Cells will be counted using a new immunological procedure which reduces the chance of misidentification, especially when the Alexandrium population is low. An Alexandrium-specific monoclonal antibody probe (the producing M8751-1 hybridoma is maintained in the Anderson lab) will be used in a whole cell, indirect immunofluorescent format (Anderson et al. 1993). This technique has replaced standard counting by light microscopy in the Anderson lab. Modification of this procedure to an ELISA format is under development and may be ready for use at the time of the field programs (Anderson, unpub. data). Samples can then be processed in 96-well plates with quantitation by an automated plate reader - increasing sample throughput by an order of magnitude.

Another new technology to be tested uses an rRNA probe developed by Scholin and Anderson (unpub. data) and applied in a "sandwich" assay (Scholin et al, in press). The Alexandrium probe is not commercially available, but we have ample supplies (WHOI holds the patent). We will use this probe in automated fashion for "real-time" detection of Alexandrium when time is critical, such as in locating the patch to be drogued for the Year 4 process study. There are serious problems to be resolved with respect to cell quantitation (Anderson et al. 1997), however, so we consider it premature to rely heavily on the rRNA probe for routine cell counts.

Another technology to be explored is based on our view that HABs and their toxins will someday be monitored with moored instruments that filter water and detect cells or their toxins. This project offers a superb opportunity to compare traditional cell counts with measures of total particulate toxin in a water sample. Accordingly, for every cell sample taken for this project, 5 liters of water will be filtered and the collected material analyzed for toxins using the receptor binding assay (Doucette et al. in press). Toxin distributions will be mapped and compared to cell distributions. These data will indicate whether toxin per cell of Alexandrium remains constant in time and space, and whether automated detection of toxin or cells by moored sensors will provide adequate protection.

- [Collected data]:
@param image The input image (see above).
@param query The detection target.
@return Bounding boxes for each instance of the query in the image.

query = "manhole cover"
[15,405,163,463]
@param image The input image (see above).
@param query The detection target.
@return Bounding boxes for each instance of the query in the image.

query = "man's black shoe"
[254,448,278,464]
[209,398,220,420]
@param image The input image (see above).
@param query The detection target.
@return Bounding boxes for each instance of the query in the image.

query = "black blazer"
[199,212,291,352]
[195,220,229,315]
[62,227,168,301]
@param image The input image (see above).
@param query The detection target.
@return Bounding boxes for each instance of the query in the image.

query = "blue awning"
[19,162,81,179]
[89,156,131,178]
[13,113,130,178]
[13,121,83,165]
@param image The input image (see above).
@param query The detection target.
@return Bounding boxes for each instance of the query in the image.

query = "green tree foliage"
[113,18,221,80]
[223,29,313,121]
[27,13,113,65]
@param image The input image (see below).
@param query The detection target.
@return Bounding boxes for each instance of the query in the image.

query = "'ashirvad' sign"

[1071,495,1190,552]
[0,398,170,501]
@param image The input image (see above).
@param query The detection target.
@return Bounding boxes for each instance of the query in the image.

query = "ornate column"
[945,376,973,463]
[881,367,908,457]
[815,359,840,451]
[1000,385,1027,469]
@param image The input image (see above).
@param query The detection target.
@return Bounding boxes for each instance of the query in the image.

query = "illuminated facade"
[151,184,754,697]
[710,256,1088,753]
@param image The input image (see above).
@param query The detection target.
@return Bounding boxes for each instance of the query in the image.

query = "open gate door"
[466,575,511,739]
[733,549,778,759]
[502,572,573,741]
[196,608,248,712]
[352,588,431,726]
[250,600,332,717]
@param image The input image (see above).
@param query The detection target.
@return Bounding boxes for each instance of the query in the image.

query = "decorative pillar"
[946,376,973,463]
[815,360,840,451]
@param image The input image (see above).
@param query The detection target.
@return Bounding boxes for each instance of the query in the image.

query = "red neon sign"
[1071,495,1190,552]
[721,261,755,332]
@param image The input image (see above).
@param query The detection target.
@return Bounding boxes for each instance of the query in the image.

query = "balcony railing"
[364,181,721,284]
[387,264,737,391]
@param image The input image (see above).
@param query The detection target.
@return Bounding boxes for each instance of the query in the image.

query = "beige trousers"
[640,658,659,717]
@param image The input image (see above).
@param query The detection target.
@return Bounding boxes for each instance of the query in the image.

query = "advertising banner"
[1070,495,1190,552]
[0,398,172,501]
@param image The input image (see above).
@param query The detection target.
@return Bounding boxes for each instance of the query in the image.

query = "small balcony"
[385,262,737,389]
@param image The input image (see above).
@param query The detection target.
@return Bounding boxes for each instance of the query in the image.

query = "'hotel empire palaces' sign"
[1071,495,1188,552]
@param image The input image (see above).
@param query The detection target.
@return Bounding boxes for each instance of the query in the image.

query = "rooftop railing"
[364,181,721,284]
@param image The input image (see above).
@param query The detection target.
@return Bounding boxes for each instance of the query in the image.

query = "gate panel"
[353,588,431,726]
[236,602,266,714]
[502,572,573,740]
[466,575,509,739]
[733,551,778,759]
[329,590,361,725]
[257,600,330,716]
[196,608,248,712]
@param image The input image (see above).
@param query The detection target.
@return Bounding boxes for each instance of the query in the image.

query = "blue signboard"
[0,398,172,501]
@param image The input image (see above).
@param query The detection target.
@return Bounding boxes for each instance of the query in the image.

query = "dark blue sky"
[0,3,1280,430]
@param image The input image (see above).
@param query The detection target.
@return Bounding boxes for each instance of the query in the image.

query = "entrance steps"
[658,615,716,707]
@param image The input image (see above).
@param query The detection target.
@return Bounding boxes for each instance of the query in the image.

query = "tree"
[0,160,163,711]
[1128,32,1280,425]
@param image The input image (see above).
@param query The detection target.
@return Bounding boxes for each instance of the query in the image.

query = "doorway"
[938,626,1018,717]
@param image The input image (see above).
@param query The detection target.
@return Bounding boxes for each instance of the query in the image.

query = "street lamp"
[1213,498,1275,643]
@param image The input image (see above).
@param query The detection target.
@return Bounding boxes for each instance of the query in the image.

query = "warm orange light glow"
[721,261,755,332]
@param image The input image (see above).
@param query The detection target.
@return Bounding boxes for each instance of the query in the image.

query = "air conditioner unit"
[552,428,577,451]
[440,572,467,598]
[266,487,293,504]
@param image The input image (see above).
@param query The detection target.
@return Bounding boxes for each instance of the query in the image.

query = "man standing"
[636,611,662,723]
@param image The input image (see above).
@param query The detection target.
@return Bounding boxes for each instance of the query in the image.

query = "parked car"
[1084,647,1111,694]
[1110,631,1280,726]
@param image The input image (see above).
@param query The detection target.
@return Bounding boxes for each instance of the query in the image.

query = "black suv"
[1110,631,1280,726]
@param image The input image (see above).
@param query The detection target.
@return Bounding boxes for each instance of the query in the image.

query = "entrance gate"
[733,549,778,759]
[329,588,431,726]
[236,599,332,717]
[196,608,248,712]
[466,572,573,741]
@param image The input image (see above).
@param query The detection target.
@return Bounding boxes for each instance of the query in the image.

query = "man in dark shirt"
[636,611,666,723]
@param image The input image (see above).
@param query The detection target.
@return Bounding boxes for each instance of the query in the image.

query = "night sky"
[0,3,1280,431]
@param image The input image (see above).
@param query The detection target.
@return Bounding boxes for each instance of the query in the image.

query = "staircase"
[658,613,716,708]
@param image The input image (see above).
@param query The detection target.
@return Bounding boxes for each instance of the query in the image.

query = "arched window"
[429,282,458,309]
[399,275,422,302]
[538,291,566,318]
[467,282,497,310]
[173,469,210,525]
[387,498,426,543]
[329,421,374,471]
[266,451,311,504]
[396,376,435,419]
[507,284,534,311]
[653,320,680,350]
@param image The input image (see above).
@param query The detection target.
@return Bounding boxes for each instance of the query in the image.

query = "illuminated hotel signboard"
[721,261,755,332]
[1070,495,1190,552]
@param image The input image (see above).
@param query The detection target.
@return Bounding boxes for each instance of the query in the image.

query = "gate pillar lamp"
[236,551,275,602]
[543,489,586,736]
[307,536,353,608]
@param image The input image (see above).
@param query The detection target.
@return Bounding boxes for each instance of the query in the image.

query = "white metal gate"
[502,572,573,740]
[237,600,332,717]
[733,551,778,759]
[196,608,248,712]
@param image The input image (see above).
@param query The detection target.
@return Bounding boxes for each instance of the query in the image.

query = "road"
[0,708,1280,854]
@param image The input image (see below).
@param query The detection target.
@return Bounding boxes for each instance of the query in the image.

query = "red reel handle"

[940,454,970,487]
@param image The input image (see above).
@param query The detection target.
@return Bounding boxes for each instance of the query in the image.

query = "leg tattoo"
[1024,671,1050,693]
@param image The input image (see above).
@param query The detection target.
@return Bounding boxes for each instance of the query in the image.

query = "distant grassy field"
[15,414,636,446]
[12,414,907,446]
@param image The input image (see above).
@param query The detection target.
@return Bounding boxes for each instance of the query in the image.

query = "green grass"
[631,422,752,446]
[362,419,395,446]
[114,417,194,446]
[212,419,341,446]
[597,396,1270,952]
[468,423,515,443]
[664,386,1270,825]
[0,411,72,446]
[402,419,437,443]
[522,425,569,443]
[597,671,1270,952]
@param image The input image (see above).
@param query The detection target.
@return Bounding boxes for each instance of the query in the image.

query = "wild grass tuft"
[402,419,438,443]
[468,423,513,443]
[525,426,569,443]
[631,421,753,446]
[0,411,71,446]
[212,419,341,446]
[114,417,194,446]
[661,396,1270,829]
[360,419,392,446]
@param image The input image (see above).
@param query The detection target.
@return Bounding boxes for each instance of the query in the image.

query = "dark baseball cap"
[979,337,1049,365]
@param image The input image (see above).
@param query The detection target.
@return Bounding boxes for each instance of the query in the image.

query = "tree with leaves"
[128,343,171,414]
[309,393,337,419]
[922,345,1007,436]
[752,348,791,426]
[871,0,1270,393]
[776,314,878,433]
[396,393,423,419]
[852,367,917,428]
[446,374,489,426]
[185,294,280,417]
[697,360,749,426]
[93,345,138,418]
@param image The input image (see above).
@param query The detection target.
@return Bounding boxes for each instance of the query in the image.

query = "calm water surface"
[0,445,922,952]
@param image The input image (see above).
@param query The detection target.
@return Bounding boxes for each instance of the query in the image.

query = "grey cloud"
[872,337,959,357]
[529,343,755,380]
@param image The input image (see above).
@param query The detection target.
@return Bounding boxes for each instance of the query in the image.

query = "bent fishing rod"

- [Problem details]: Continue the passage on Alexandrium detection methods, picking up after its final sentence.

- [Solved exercise]:
Shipboard Studies, Eastern Gulf (PIs: Townsend, Loder, Pettigrew, Keller): The objectives of the shipboard studies in the EMCC region are to: 1) characterize the hydrographic and circulation fields on the southwest Scotian Shelf, in southwestern Bay of Fundy, and on the eastern Maine shelf, 2) characterize volume transports, nutrient fluxes, and Alexandrium dynamics, 3) determine the physical linkages between the southwest Scotian Shelf, the southwestern Bay of Fundy, the EMCC, and the eastern Maine nearshore environment, and the WMCC. The observational approach relies heavily on shipboard observations, moored data, meteorological measurements, and satellite-tracked drifters.

Three 12-day cruises are planned (June, July, August). Each survey will have three legs: an east to west leg sampling inner shelf stations, a return leg sampling the offshore boundary for modeling purposes, and another west to east inner shelf sampling leg. Stations are shown in Fig. 5. The 6-7 day timescale between survey legs is short enough that physical and biological features within the domain (such as bloom patches) may retain their identity, as found in a similar survey strategy in the 1993-94 WMCC studies (Geyer et al., submitted ms.. Anderson, unpub. data). Five ARGOS-tracked drifters will be released at the upstream end of the EMCC and recovered on the second leg of the survey. ADCP measurements will provide vertical shear and possibly tidal and residual in conjunction with the moored time series measurements. Other methods for cells, nutrients, zooplankton, etc. are the same as those described for the WMCC.